**Direction:** Extract every line of the listing below word for word, leaving out the pictures.

--- BEGIN Listed entries ---

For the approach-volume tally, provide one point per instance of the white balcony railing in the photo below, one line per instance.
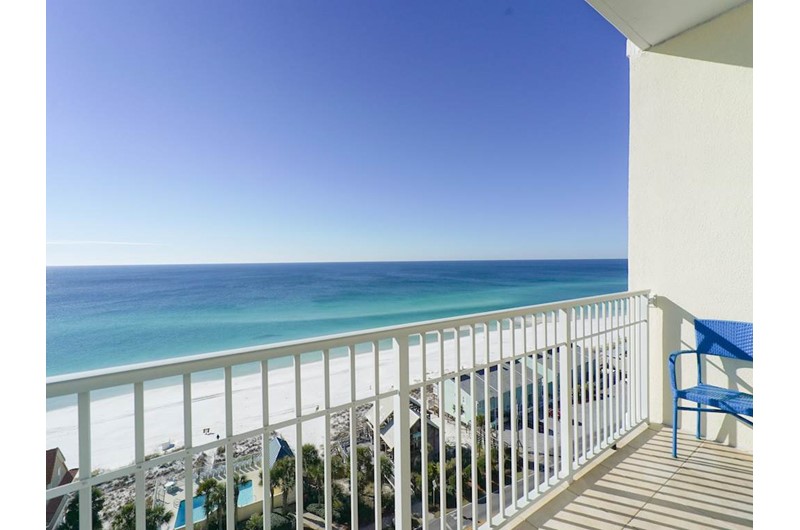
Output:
(578, 370)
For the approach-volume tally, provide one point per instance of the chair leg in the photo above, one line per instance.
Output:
(674, 428)
(698, 421)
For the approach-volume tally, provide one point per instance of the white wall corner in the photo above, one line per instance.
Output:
(632, 50)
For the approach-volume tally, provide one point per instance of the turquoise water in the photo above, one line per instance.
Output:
(109, 316)
(246, 496)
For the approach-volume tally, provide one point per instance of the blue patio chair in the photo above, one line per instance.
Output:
(722, 338)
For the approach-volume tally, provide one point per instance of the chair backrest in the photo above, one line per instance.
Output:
(725, 338)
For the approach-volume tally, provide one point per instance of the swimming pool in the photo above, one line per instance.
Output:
(246, 496)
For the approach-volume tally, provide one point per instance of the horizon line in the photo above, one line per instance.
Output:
(329, 262)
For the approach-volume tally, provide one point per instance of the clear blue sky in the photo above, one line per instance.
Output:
(262, 131)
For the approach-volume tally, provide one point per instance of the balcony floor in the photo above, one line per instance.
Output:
(640, 486)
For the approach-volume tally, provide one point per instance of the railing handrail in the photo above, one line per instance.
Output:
(91, 380)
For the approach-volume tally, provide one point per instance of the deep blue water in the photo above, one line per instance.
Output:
(108, 316)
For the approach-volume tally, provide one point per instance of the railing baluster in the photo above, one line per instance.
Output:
(85, 460)
(501, 421)
(376, 435)
(138, 422)
(556, 396)
(513, 398)
(617, 369)
(265, 445)
(565, 394)
(326, 359)
(188, 461)
(402, 453)
(353, 441)
(473, 430)
(539, 378)
(597, 379)
(524, 365)
(583, 371)
(230, 501)
(459, 468)
(442, 448)
(424, 429)
(645, 358)
(606, 370)
(546, 403)
(487, 430)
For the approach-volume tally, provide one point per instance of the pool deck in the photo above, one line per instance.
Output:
(172, 502)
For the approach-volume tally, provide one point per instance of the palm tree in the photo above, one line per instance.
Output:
(238, 482)
(313, 473)
(214, 500)
(387, 468)
(282, 475)
(156, 516)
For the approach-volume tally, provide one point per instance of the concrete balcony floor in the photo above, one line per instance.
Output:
(640, 486)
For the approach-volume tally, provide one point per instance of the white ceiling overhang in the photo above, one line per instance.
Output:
(647, 23)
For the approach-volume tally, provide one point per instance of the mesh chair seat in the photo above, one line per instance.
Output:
(722, 398)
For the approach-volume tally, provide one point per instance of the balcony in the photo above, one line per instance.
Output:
(570, 379)
(640, 486)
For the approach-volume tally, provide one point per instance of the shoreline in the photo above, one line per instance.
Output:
(112, 417)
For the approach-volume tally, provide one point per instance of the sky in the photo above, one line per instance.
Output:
(281, 131)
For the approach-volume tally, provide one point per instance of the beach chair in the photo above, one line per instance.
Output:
(722, 338)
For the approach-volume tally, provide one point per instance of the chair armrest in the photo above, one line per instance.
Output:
(672, 358)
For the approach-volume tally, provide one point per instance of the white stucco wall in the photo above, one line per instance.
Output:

--- END Listed entries ---

**The result:**
For the approach-volume tally, provide one point per instance of the white balcony railing in the photo below, one line per instance.
Output:
(578, 370)
For the approach-volume tally, provide one point per instance of the chair leg in the photo above, one line per instance.
Output:
(674, 428)
(698, 421)
For the approach-volume tally, provide one point per instance of the white wall corner in the photo above, one line per instance.
Output:
(632, 50)
For the approach-volume tally, provide one point per instance of the turquoise water in the photo above, one line per instance.
Output:
(109, 316)
(246, 496)
For the approach-volume tally, provide one point per instance of the blue patio chair in the photo above, one line per instance.
Output:
(722, 338)
For the approach-volume tally, provide one point per instance of the chair backrest in the photo above, one line per instance.
Output:
(725, 338)
For the approach-volume tally, provide one point per instance of the swimming pool in the photo above, one line per instance.
Output:
(246, 496)
For the approach-volume tally, provide one point per instance of the horizon line in the photo above, one line per instance.
Output:
(329, 262)
For the approach-volume tally, provide one point per instance of the clear blue sky in the photo above, one line per instance.
Output:
(262, 131)
For the approach-volume tally, provide one point per instance of the balcony floor in the photo above, one line per instance.
Output:
(640, 486)
For the approach-volume tally, provide one point per instance of the railing handrail in the photo above, one line per instance.
Output:
(91, 380)
For the approach-volume tally, provide one point per instance of the deep blue water in the photo above, one line per instance.
Output:
(108, 316)
For the approach-volume tally, provide one point per instance of the railing baluster in the photo above, one line per instance.
Output:
(85, 460)
(501, 421)
(376, 435)
(138, 422)
(556, 396)
(513, 398)
(617, 369)
(265, 445)
(565, 394)
(326, 359)
(188, 461)
(402, 453)
(353, 441)
(473, 430)
(539, 378)
(597, 379)
(524, 365)
(583, 371)
(230, 501)
(459, 468)
(442, 448)
(424, 429)
(645, 358)
(606, 370)
(546, 403)
(487, 430)
For the approach-volume tally, provide one point per instance of the pool deck in the photo above, one line per instance.
Output:
(172, 502)
For the approach-volume tally, provide one point per instance of the palm tree in the photo above, one line per instance.
Output:
(238, 482)
(313, 473)
(214, 500)
(387, 468)
(282, 475)
(156, 516)
For the approach-volume tally, provide one point per instance of the concrete balcony floor in the photo above, one line per instance.
Output:
(640, 486)
For the approach-volume tally, provide one point per instance of the white ceiling overhang in the photo above, one line per instance.
Output:
(647, 23)
For the approach-volume tally, provide one point per instance of the mesh chair seat in the photo above, one line per instance.
Output:
(722, 398)
For the approach-volume tally, provide one point per instance of the balcony in the photo above, one line per instance.
Output:
(570, 379)
(640, 486)
For the approach-volume tally, provide one point per instance of the shoreline in the photo above, one line per instance.
Output:
(112, 417)
For the approach-volume tally, provide one point per instance of the sky in the photo above, one line per instance.
Output:
(281, 131)
For the approach-volume tally, provide one point per instance of the beach chair in the photo above, one line per instance.
Output:
(722, 338)
For the approach-volume tally, provide one point per instance of the chair armrest in the photo above, one line per instance.
Output:
(672, 358)
For the approach-volume tally, provide one point per instance of the white stucco wall in the photo above, one line per instance.
Output:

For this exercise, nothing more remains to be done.